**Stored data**
################
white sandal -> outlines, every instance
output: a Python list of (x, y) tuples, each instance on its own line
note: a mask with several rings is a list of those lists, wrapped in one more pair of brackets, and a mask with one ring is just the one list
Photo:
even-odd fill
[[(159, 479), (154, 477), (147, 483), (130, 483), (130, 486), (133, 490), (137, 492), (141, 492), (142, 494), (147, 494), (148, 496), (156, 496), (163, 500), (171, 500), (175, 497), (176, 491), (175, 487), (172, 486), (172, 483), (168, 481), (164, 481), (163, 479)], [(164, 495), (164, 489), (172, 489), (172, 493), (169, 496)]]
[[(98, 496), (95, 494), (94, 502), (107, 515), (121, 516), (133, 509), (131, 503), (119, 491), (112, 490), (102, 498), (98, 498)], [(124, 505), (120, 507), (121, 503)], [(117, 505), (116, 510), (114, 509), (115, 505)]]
################
**EXERCISE**
Only the lines that hold the word "instance" are wanted; each should be pulled from the records.

**COMPLETED TASK**
white sandal -> outlines, every instance
output: a Python list of (x, y) tuples, each instance on its own line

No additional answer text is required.